SET TASKS:
1. Write down the passage from the forum thread between "Soo, any help" and "of this file.", inclusive.
2. In the forum thread, which file holds the telnet welcome message on Mac OS X?

EXTRACT:
···

Soo, any help here...?


----------



## slur (Aug 5, 2003)

Why do you expect a randomly created file that happens to be named "issues" and happens to be in /etc should do anything at all? I'm just curious where you heard that /etc/issues was a meaningful file. I've used a bunch of Unix systems and never heard of this file.

Things in /etc don't automatically get loaded before the login prompt. That's not the meaning of /etc. Things in /etc are for the most part configuration files. On many Unix systems items in /etc/rc.d or /etc/rc.local are loaded at startup. This is not the case on Mac OS X.

Mac OS X does use some of the /etc/rc.* files at startup, but you shouldn't mess with them. Instead you should use the supported methods of loading things at startup, which involves creating folders in /Library/StartupItems and modifying the /etc/hostconfig file.

Before anyone here can instruct you any further it would be best if you could describe what you're trying to accomplish and/or the results you are expecting.


----------



## elander (Aug 5, 2003)

Well, actually "/etc/issues" is a file that is used on some Linux systems to provide a message that gets displayed for remote logins via telnet. It usually tells the user what the time is, and when they logged in the last time (giving the user logging in a chance to discover if someone else has logged in to his account since he himself logged in).

I can't remember how to do that in Mac OS X, but I'll come back when I remember/find out.

edited: Found it! Check out "/etc/motd", that's the file containing the welcome message for telnet in Mac OS X.


----------



## Lance (Aug 5, 2003)

···

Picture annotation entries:
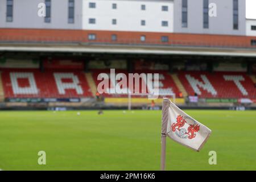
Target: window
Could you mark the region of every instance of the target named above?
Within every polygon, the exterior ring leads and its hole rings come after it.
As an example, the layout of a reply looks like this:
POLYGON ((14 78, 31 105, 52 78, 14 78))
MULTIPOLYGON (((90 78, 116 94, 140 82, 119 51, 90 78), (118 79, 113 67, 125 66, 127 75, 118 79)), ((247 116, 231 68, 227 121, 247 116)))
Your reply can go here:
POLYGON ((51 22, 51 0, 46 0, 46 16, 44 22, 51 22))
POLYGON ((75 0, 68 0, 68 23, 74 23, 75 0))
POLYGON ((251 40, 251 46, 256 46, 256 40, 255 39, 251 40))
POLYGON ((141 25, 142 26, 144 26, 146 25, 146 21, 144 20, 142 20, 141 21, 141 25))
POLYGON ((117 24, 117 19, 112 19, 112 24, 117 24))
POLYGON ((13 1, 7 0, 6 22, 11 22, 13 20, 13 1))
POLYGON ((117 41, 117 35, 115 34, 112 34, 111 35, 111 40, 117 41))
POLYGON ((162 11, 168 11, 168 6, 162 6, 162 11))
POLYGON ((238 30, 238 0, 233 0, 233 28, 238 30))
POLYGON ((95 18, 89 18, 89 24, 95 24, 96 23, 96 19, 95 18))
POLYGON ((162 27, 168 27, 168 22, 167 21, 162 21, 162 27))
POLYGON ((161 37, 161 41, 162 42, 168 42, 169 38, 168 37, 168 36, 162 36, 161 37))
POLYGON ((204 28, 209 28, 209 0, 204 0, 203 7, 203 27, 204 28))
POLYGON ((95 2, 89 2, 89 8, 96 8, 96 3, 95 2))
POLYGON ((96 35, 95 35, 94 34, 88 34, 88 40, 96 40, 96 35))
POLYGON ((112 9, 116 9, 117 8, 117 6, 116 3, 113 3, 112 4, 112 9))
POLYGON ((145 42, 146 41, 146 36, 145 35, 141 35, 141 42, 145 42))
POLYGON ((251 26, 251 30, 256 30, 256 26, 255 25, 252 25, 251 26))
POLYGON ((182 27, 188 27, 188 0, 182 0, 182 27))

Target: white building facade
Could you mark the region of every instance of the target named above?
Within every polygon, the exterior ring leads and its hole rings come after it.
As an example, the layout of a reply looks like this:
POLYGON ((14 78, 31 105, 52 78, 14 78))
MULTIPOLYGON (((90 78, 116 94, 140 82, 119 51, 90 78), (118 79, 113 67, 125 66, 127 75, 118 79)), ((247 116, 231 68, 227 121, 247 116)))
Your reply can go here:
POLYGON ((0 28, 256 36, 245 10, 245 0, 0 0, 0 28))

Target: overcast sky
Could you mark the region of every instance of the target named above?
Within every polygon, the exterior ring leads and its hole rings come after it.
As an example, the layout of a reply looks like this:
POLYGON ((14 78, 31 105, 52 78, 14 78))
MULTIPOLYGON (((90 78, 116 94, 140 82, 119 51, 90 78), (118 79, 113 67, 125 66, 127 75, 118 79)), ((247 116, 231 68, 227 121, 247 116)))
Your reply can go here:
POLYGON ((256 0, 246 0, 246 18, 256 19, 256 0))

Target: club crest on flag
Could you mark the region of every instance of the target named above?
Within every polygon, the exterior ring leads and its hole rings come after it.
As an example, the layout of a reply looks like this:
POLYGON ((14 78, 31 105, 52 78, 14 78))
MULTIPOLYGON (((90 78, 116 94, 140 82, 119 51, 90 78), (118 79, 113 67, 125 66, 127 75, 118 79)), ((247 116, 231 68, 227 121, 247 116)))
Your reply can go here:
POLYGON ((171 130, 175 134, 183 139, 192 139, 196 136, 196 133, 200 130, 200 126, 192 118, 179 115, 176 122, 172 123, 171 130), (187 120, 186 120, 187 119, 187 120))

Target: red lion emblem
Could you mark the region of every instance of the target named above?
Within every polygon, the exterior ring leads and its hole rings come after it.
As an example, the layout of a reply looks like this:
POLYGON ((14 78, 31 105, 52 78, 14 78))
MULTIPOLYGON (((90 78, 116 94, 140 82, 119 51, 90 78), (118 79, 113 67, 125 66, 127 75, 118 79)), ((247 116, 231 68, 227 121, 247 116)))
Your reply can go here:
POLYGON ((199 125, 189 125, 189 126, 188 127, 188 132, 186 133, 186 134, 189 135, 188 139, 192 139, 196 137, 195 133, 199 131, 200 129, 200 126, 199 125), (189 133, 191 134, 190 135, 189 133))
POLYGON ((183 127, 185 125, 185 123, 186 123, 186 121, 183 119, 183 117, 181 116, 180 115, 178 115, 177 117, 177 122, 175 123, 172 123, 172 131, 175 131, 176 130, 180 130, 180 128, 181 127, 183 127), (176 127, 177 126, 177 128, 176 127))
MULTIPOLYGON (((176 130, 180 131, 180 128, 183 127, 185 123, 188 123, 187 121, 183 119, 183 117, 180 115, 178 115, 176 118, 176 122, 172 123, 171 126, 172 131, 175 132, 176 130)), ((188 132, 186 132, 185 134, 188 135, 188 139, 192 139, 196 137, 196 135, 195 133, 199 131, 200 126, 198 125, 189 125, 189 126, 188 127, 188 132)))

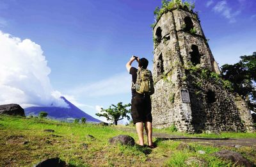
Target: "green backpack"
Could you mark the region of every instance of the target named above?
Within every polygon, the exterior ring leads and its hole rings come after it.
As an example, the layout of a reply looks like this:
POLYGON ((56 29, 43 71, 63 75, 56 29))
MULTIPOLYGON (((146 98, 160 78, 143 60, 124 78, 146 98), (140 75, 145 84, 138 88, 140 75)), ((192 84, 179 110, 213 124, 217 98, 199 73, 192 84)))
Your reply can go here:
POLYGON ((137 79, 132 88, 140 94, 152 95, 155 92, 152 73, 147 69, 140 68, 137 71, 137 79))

···

OUTPUTS:
1.
Soo, any help here...?


----------



## slur (Aug 5, 2003)

Why do you expect a randomly created file that happens to be named "issues" and happens to be in /etc should do anything at all? I'm just curious where you heard that /etc/issues was a meaningful file. I've used a bunch of Unix systems and never heard of this file.

2. /etc/motd